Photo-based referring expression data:

= Beginning of Section =

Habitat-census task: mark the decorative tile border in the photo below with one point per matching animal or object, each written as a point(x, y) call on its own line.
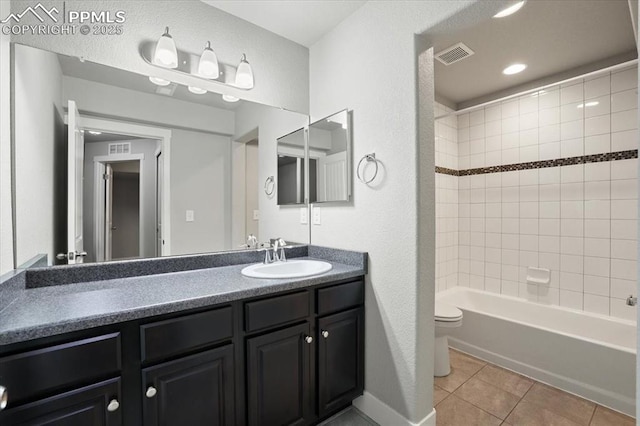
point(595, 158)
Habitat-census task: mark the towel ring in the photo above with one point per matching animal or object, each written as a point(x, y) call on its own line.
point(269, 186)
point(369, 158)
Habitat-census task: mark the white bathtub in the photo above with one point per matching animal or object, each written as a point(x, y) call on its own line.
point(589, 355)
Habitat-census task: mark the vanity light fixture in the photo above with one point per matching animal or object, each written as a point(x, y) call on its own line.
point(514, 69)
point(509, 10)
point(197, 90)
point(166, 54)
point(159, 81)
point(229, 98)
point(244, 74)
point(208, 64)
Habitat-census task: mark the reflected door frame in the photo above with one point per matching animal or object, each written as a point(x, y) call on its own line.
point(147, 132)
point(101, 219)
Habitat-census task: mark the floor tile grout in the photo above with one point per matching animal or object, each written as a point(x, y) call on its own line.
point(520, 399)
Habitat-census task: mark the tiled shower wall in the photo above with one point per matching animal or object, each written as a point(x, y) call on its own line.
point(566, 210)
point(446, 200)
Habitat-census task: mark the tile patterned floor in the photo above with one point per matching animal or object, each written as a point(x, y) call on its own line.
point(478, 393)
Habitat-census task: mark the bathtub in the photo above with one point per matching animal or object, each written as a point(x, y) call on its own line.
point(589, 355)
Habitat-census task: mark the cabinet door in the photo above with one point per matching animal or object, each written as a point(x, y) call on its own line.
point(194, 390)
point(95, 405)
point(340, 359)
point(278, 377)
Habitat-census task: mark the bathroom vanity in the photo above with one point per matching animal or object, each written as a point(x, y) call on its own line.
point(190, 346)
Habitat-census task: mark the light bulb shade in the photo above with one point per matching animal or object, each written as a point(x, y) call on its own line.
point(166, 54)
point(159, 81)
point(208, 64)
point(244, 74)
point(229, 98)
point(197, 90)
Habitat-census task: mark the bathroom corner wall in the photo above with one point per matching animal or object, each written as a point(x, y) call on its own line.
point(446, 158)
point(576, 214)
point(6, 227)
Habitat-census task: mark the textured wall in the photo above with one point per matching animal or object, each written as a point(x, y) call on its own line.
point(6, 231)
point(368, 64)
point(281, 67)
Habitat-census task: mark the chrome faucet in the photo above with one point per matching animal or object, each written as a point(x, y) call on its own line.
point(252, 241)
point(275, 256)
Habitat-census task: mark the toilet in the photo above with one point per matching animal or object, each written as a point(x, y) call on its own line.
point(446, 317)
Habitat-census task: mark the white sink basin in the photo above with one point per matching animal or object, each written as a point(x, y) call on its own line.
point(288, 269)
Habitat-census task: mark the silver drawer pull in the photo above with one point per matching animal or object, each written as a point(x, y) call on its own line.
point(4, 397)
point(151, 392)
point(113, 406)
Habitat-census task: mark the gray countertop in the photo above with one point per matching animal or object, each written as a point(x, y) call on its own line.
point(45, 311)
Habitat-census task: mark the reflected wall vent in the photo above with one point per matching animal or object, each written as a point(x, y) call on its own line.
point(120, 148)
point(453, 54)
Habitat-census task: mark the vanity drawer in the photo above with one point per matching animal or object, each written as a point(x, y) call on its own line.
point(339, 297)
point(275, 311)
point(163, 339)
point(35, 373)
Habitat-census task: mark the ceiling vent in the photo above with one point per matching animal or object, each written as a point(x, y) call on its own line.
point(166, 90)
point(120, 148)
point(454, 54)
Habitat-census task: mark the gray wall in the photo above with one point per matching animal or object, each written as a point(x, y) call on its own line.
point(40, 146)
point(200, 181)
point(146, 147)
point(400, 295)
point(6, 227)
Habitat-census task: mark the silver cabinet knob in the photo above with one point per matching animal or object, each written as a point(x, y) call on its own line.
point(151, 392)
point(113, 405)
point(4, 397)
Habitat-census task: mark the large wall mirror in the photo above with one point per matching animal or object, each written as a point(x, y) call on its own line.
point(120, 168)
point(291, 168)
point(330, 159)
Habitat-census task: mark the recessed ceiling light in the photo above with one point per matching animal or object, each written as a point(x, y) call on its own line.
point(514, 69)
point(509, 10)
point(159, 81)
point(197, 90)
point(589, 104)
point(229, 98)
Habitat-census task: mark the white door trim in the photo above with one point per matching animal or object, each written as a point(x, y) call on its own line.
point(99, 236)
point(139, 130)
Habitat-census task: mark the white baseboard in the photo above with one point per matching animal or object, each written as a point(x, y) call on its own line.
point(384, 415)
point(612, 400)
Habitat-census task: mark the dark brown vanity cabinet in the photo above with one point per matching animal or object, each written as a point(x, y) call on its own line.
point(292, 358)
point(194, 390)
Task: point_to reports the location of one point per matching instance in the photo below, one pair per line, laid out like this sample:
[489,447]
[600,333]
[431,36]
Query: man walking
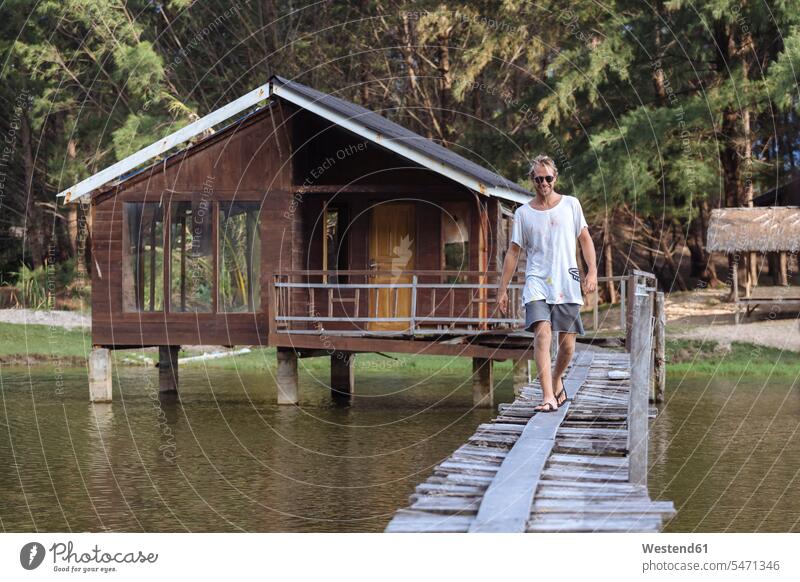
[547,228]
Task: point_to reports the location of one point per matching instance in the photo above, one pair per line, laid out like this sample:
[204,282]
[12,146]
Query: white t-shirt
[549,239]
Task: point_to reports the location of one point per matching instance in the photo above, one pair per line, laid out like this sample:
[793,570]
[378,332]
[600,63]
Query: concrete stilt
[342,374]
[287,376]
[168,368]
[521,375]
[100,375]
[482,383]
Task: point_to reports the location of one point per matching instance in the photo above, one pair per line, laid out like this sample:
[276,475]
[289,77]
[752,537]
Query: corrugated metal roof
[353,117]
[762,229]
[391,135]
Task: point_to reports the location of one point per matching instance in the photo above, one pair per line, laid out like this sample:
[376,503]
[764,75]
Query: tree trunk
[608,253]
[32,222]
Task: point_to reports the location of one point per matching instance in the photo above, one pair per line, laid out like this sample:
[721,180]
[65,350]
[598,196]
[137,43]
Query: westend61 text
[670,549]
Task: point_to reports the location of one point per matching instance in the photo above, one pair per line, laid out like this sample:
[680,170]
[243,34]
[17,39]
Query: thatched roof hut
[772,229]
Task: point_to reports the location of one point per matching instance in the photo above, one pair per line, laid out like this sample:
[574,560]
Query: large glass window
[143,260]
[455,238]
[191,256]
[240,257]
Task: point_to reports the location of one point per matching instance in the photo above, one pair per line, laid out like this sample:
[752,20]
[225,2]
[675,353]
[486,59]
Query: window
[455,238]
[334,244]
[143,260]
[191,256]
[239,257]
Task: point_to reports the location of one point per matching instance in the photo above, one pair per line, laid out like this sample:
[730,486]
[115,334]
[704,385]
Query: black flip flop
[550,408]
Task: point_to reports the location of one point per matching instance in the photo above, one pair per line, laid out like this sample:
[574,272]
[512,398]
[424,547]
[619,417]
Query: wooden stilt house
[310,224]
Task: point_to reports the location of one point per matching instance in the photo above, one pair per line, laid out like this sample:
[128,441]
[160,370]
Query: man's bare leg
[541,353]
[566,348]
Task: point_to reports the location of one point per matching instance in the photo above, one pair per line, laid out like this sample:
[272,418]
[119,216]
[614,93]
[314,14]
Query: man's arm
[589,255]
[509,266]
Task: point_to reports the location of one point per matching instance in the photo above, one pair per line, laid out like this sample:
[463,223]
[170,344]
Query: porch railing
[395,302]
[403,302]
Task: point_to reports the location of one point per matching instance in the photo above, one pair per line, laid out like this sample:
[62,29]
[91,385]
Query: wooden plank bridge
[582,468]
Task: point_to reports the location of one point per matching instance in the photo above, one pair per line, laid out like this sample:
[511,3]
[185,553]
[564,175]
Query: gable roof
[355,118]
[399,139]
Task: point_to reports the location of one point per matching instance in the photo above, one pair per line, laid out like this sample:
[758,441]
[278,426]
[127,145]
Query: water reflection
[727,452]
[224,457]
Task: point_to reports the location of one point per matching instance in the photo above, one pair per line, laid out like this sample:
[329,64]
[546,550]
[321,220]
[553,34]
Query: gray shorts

= End of Section =

■ **WHAT THIS TASK INVOLVES**: Each record above is to be copied out exactly; its pictures are not.

■ **THE COMPLETED TASK**:
Habitat-census task: mark the decorative tile border in the photo below with one point per matching animal or object, each written as a point(x, y) call on its own line.
point(595, 158)
Habitat-census task: mark the towel ring in the photo above with one point per matching animal or object, each written as a point(x, y) call on its own line.
point(269, 186)
point(369, 158)
Habitat-census task: mark the white bathtub in the photo above with one point per matching animal or object, each written as a point(x, y) call on its own line.
point(589, 355)
Habitat-census task: mark the vanity light fixture in the photo above with one point per matching animal or object, each written as a point(x, y) call on its own line.
point(514, 69)
point(509, 10)
point(197, 90)
point(166, 54)
point(159, 81)
point(229, 98)
point(244, 74)
point(208, 64)
Habitat-census task: mark the reflected door frame in the photo above with one point per matching animal or object, each written as a point(x, y) call on its own line.
point(147, 132)
point(101, 219)
Habitat-census task: mark the floor tile grout in the photo above with one point per matching animal or object, each written as a point(x, y) call on its own line.
point(520, 399)
Habitat-census task: mark the tiled shower wall in the photo above with one point per matching animal or object, each written as a point(x, y) call on its own line.
point(566, 210)
point(446, 200)
Habitat-census task: mark the tile patterned floor in the photo above with one point per matching animal or object, each written as a point(x, y) call on its own line.
point(478, 393)
Habitat-census task: mark the bathtub in the photo above with one point per matching animal or object, each written as a point(x, y) call on its own line.
point(589, 355)
Habitat-census task: mark the cabinet door in the photo above with one point per matching animal or object, each written as a point(x, y) call on its own line.
point(194, 390)
point(95, 405)
point(340, 359)
point(278, 377)
Habitat-census task: mark the bathroom vanity in the photo above with one point per matching animal or object, each written as a point(x, y) call on its own line.
point(190, 346)
Habitat-census task: mark the light bulb shade in the photo above with one point per matching animal or object, each written as a point(x, y) call on its own line.
point(166, 54)
point(159, 81)
point(208, 64)
point(244, 74)
point(229, 98)
point(197, 90)
Habitat-census task: mark the bathroom corner wall in the photo above with one point per matching animal or object, each written as a point(x, y) call on its own line.
point(446, 158)
point(576, 214)
point(6, 227)
Habitat-census task: mark the textured wall in the photo above with one point per matching animal or object, each written as a point(x, y) call on its own line.
point(6, 231)
point(368, 64)
point(281, 67)
Habitat-census task: mark the chrome faucet in the photo above with one point per matching animal or object, each written as a point(x, y) call on its own line.
point(252, 241)
point(275, 256)
Habitat-census task: mark the toilet in the photo above with one point per matching animal or object, each written as a point(x, y) call on its own line.
point(446, 317)
Habitat-census task: mark the white sink basin in the photo above with one point per matching animal or object, each written as a point(x, y) call on its own line.
point(288, 269)
Habitat-census task: mark the silver drawer pull in the photo above with one point per matching animal or object, each written as a point(x, y) call on its own line.
point(4, 397)
point(151, 392)
point(113, 406)
Habitat-census task: mark the gray countertop in the photo above with one point per matching animal or object, each written as a point(x, y) call on its own line.
point(45, 311)
Habitat-census task: mark the reflected wall vent in the photo above with one point per matching animal or object, each written as a point(x, y) call on its own line.
point(120, 148)
point(453, 54)
Habitat-census task: mark the vanity drawer in the photo above with one point per matching animal or object, each written as a point(x, y) call on its own line.
point(339, 297)
point(275, 311)
point(163, 339)
point(35, 373)
Habitat-census task: mark the ceiling vent in the photo above with one point per matching animal or object, each written as a point(x, y) call on its own line.
point(166, 90)
point(120, 148)
point(454, 54)
Habitat-census task: mark the gray wall in the photo above with one point per matching animal or object, each written as a point(x, y) call on its own line.
point(40, 146)
point(200, 181)
point(146, 147)
point(400, 295)
point(6, 227)
Habitat-census task: mark the silver cabinet knob in the photo above with one point per matching animal or object, each written as a point(x, y) call on its own line.
point(151, 392)
point(113, 405)
point(4, 397)
Habitat-census task: mark the large wall mirror in the photo above with one point per matching animal or object, each written as a point(x, y) call on its own line.
point(120, 168)
point(291, 168)
point(330, 159)
Habitat-census task: mark the recessed ceiling light in the photo above with one point per matching animal or object, each written as a point(x, y) call on its own line.
point(514, 69)
point(509, 10)
point(159, 81)
point(197, 90)
point(589, 104)
point(229, 98)
Habitat-census task: mark the white door trim in the photo above with one point per matching animal or object, each written as a point(x, y) call on its own line.
point(99, 236)
point(139, 130)
Habitat-census task: mark the white baseboard in the photo above with one point per matching animal or object, each written as a point(x, y) call on its own line.
point(384, 415)
point(612, 400)
Habitat-census task: mark the dark brown vanity cabinet in the photo above with one point per matching animal or object, each written as a point(x, y) call on its own line.
point(292, 358)
point(194, 390)
Task: point_to reports the location of one point per matching instance in the photo below, one pair per line, laid out like this sample:
[489,447]
[600,333]
[431,36]
Query: man walking
[547,228]
Task: point_to reports the location of one point per matching instance in the photo above, one pair per line, laid out like this sample:
[204,282]
[12,146]
Query: white t-shirt
[549,239]
Task: point_to reports the location of one point per matching instance in the photo above, one pair per line, laid out like this sample:
[793,570]
[378,332]
[600,63]
Query: concrete stilt
[342,374]
[287,376]
[168,368]
[521,375]
[100,375]
[482,383]
Task: point_to reports the location of one point per matching instance in the photo above, one pair per line, laid out like this sample:
[276,475]
[289,77]
[752,537]
Query: corrugated metal roof
[353,117]
[762,229]
[391,135]
Task: point_to reports the location of one point per matching instance in the photo above, one pair per line, laid out like this sample:
[376,503]
[764,75]
Query: tree trunk
[608,253]
[32,222]
Task: point_to reports the location of one point per matching instance in the photo above, one pair per line, laid out like this sample:
[721,180]
[65,350]
[598,196]
[137,43]
Query: westend61 text
[670,549]
Task: point_to reports the location of one point per matching instance in the photo above, one pair per line, laid out like this sample:
[680,170]
[243,34]
[17,39]
Query: thatched roof hut
[772,229]
Task: point_to reports the location of one point per matching instance in the photo above, one pair per line, laid out like this sample:
[574,560]
Query: large glass window
[143,260]
[455,238]
[191,256]
[240,257]
Task: point_to reports the location of one point per matching instance in the photo above, one pair per line, laid out like this sample:
[752,20]
[225,2]
[675,353]
[486,59]
Query: window
[455,238]
[334,244]
[143,260]
[191,256]
[239,257]
Task: point_to reports the location of one point per matching instance in the photo above, one pair per line, laid out like this sample:
[730,486]
[115,334]
[704,385]
Query: black flip flop
[550,408]
Task: point_to reports the location of one point per matching instance in the photo above, one pair per line, laid out like this sample:
[574,272]
[512,398]
[424,547]
[619,417]
Query: wooden stilt house
[310,224]
Task: point_to reports the location of one point per matching instance in the photo above, one pair per line, laid out like this sample:
[128,441]
[160,370]
Query: man's bare leg
[541,353]
[566,348]
Task: point_to reports the location of one point per matching instance in the photo above, one pair per line, laid out like this sample:
[272,418]
[119,216]
[614,93]
[314,14]
Query: man's arm
[589,255]
[509,266]
Task: point_to reports the location of one point per matching instance in the photo above, one pair per line, laid out like this sample:
[463,223]
[170,344]
Query: porch railing
[395,302]
[403,302]
Task: point_to reports the location of one point per matching instance in the photo above, one pair per line, laid out like this sample:
[62,29]
[91,385]
Query: wooden plank bridge
[582,468]
Task: point_to reports the location of one point per matching instance in the photo above, one pair per line, laid out like this sample:
[511,3]
[185,553]
[564,175]
Query: gable roof
[355,118]
[399,139]
Task: point_to reports the location of one point per matching instance in the photo above, one pair per line, laid out like this sample:
[758,441]
[278,426]
[127,145]
Query: water reflection
[727,452]
[224,457]
Task: point_to reports the location of one point per matching instance in the photo above, one pair per line, laid out like this sample:
[329,64]
[546,550]
[321,220]
[553,34]
Query: gray shorts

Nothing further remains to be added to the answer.